Task 1:
Answer these from the malware trends article:
(a) What daily count of new malicious files did 2015 end with?
(b) Who heads Kaspersky Lab's anti-malware team?
(c) How many new files per day were there in 2012?
Task 2:
Reproduce the malware trends article word for word from "15,000 less malicious" to "Lab’s anti-malware team.".
Task 3:
Write the next part of the malware trends article, picking up after its final sentence.

15,000 less malicious programs were coded per day last 2015 according to Kaspersky Lab, with the year ending in a daily figure of 310,000 new files. The security group attributes the decline to two main factors: the expense of malware creation; and the emergence of other forms of attacks.
“Cybercrime has lost the last touch of romance. Today, malware is created, bought and resold for specific tasks. The commercial malware market has settled and is evolving towards simplification. I think we will no longer see malicious ‘code for the code’. This trend is also observed among the operators of targeted attacks,” said Vyacheslav Zakorzhevsky, head of Kaspersky Lab’s anti-malware team.
The malware market last experienced robust growth in 2013, hitting 315,000 new files every day compared to 2012’s 200,000. Thereafter, market saturation slowed things down to 325,000 in 2014.

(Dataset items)

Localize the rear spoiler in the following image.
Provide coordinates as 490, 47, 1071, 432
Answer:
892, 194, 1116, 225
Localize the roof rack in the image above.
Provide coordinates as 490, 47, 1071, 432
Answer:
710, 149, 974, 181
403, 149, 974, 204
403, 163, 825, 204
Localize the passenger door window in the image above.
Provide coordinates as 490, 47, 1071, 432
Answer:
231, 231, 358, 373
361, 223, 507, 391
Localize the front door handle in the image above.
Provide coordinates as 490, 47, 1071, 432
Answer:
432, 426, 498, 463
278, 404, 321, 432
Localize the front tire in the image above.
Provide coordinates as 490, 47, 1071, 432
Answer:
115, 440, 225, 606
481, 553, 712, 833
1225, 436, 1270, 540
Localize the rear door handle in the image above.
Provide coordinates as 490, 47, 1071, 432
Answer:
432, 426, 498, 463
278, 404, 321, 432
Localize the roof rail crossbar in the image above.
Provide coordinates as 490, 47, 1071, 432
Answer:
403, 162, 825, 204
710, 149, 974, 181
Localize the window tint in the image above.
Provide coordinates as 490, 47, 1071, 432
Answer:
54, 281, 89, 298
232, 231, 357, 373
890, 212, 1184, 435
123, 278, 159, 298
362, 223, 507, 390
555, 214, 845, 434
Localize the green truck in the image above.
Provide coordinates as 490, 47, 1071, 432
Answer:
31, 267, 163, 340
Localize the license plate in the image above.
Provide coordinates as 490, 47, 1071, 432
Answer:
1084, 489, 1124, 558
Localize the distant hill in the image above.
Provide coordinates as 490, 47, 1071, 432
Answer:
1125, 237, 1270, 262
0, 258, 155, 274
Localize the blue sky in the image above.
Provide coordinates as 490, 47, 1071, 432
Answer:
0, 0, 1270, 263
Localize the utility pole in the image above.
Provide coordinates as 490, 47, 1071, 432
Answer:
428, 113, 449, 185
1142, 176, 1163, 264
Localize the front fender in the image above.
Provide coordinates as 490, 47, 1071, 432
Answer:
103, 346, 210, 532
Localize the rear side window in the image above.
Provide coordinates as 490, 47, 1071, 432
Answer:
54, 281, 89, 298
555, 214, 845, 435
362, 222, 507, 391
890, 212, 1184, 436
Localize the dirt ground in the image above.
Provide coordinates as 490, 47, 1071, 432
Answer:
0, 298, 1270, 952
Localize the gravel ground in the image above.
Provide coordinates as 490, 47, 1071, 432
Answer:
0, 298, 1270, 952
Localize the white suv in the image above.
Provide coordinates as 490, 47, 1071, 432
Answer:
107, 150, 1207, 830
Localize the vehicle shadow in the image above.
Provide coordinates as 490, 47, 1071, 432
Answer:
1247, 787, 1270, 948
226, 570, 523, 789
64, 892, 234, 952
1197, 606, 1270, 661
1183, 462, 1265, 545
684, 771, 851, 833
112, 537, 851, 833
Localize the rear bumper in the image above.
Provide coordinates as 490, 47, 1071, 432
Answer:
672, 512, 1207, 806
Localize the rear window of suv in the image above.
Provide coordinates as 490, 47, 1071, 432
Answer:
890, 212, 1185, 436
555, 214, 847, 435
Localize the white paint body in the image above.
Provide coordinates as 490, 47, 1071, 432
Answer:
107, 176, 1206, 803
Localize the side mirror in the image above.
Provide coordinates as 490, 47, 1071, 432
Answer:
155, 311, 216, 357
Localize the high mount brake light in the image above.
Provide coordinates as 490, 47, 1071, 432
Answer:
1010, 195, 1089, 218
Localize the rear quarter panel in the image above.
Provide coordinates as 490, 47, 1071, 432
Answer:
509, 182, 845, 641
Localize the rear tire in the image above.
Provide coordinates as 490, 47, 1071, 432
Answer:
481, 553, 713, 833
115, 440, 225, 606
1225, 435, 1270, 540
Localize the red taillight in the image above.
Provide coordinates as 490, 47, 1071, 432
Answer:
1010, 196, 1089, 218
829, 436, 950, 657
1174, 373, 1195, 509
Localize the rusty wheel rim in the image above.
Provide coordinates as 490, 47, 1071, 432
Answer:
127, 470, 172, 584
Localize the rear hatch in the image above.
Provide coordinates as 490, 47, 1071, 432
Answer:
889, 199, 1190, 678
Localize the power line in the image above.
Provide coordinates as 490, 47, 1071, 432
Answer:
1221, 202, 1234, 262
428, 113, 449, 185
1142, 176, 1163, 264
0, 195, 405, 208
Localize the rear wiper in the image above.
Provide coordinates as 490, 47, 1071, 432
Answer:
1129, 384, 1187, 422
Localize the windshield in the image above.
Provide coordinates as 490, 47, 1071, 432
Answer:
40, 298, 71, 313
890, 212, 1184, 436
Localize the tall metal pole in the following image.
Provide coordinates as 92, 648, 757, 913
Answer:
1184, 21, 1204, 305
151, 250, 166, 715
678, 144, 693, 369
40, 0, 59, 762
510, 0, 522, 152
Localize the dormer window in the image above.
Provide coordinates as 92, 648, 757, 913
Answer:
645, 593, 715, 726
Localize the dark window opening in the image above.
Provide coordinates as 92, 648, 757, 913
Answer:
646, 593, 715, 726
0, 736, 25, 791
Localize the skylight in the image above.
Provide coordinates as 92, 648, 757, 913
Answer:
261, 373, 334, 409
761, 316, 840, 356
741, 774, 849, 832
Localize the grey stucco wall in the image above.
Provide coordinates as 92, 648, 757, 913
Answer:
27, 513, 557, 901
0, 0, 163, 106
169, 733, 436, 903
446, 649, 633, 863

Response area 1:
(a) 310,000
(b) Vyacheslav Zakorzhevsky
(c) 200,000

Response area 2:
15,000 less malicious programs were coded per day last 2015 according to Kaspersky Lab, with the year ending in a daily figure of 310,000 new files. The security group attributes the decline to two main factors: the expense of malware creation; and the emergence of other forms of attacks.
“Cybercrime has lost the last touch of romance. Today, malware is created, bought and resold for specific tasks. The commercial malware market has settled and is evolving towards simplification. I think we will no longer see malicious ‘code for the code’. This trend is also observed among the operators of targeted attacks,” said Vyacheslav Zakorzhevsky, head of Kaspersky Lab’s anti-malware team.

Response area 3:
As opposed to traditional means such as rootkits, bootkits, and virus replication, cyber criminals have been seeing a better return of investment in exploiting advertising programs and legitimate digital signatures. In fact, an additional 5-percent of users have been infected despite the cost-cutting measure.
The shift to these seemingly harmless adware marks the evolution of cybercrime into a pseudo-businesses engaged in promoting questionable software, activities, and other software. Another trend to look out for is the use of bought or stolen digital certificates—costing only a few tens of dollars—to bypass security software.